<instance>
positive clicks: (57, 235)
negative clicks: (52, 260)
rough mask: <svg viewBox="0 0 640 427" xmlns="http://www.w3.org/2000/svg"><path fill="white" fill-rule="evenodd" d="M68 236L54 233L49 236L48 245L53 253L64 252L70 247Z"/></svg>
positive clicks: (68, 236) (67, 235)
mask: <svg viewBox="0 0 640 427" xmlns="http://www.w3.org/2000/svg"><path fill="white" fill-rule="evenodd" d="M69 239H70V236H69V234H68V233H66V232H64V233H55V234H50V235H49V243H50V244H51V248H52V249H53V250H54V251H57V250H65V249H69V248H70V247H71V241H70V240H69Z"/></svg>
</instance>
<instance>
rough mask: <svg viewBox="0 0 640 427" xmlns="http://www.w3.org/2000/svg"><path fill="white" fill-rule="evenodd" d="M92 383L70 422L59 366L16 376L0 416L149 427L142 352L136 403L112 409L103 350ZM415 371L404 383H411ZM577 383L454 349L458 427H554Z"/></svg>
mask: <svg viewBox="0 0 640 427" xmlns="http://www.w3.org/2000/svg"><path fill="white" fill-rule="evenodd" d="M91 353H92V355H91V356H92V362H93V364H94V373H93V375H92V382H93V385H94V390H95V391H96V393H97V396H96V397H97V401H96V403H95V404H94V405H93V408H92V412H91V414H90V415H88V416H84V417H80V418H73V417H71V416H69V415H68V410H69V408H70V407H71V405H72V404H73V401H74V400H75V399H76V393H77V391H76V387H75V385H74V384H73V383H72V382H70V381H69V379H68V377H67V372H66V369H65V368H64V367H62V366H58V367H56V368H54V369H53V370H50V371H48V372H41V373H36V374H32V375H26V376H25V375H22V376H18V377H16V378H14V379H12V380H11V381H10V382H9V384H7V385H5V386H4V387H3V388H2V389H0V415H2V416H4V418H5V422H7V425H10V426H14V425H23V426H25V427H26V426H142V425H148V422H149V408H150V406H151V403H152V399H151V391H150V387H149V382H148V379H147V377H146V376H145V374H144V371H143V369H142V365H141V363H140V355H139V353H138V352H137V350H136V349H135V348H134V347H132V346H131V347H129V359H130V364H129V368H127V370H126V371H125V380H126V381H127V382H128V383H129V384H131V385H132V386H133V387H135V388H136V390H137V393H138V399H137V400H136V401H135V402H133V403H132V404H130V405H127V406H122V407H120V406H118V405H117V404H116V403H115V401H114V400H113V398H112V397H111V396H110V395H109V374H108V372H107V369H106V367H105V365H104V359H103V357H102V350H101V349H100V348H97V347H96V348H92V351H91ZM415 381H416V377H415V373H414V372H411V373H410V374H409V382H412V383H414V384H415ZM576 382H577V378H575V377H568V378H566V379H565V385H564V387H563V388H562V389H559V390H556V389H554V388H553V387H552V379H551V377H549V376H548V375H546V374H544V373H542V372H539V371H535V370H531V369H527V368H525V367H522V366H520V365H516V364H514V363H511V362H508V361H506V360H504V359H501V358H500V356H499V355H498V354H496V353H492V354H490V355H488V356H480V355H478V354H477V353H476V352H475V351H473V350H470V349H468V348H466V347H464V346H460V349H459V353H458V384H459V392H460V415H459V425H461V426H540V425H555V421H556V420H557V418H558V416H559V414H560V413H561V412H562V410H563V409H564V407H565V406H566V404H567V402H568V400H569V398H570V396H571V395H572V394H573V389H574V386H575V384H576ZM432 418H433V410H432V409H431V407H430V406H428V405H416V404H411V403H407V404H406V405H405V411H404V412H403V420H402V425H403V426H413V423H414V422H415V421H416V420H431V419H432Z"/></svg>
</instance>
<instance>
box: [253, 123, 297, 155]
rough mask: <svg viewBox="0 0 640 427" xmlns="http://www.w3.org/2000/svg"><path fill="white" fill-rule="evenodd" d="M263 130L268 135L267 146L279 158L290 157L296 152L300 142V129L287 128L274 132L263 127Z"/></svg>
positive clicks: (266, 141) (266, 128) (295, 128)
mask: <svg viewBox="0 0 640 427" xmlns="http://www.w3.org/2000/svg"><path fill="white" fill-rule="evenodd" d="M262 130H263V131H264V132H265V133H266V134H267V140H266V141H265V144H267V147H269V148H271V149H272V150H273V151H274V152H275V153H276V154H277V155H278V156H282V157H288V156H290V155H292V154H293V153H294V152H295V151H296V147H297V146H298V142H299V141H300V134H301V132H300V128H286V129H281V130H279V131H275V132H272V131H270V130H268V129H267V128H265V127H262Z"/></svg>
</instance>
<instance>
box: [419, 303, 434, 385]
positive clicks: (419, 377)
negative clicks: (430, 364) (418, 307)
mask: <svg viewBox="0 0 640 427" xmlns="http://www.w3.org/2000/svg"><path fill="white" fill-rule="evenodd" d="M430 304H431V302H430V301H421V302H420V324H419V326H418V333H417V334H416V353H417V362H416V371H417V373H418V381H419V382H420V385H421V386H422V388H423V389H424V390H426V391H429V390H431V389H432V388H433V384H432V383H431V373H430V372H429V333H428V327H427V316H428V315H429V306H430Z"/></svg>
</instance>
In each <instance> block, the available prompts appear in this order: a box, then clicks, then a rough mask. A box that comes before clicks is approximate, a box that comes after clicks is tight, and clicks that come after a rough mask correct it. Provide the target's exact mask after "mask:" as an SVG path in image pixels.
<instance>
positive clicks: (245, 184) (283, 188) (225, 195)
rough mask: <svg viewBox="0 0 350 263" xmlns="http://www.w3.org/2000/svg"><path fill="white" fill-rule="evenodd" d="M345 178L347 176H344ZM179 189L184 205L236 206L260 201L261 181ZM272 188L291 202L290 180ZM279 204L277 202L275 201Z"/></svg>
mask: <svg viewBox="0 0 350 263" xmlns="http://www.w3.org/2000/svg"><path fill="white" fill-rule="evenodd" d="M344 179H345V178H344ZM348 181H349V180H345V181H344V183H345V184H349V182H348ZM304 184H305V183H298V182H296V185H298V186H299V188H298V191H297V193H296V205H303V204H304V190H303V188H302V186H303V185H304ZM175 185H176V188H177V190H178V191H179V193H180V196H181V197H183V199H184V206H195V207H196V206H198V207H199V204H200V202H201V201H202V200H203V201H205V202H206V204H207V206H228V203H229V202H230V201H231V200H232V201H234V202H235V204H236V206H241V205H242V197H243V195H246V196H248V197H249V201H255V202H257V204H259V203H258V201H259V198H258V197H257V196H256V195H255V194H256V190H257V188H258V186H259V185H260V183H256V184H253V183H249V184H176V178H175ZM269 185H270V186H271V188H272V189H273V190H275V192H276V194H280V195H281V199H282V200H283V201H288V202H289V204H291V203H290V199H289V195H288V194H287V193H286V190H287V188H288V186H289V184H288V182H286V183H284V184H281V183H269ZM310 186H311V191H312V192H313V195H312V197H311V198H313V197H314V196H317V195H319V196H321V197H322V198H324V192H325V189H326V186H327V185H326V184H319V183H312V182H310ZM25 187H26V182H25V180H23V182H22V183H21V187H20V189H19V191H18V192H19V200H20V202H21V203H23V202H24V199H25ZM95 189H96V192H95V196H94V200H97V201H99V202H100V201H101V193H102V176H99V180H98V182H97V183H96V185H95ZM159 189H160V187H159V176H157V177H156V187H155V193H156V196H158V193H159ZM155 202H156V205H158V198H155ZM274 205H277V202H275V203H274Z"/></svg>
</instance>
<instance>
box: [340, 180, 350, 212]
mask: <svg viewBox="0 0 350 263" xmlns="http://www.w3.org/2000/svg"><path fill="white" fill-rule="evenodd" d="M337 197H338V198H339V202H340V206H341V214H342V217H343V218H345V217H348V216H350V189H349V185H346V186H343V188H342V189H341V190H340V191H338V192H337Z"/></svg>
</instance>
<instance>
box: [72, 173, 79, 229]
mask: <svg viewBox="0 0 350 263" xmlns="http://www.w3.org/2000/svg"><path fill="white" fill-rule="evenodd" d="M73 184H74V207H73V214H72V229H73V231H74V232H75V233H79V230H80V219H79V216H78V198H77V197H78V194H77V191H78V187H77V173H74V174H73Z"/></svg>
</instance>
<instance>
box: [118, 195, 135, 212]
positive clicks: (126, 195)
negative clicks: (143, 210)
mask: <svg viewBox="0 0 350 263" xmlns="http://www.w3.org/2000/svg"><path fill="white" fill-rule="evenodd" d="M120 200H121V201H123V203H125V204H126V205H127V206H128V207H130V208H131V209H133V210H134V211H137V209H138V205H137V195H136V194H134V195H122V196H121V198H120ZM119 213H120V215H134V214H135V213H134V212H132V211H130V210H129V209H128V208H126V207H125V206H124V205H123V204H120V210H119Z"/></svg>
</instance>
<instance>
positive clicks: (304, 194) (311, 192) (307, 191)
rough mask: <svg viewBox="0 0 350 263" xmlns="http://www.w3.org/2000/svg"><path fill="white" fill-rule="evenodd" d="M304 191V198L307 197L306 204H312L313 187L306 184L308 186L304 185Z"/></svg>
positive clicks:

Task directions =>
Reproduce the lines above, starting with the first line and going on through the line containing "positive clicks: (68, 236) (67, 235)", with "rough mask" substituted by "coarse mask" and everything else left as it stands.

Solution to this exercise =>
<instance>
positive clicks: (57, 235)
negative clicks: (52, 260)
coarse mask: <svg viewBox="0 0 640 427" xmlns="http://www.w3.org/2000/svg"><path fill="white" fill-rule="evenodd" d="M68 236L54 233L49 236L48 245L53 253L64 252L70 247Z"/></svg>
positive clicks: (68, 236) (67, 235)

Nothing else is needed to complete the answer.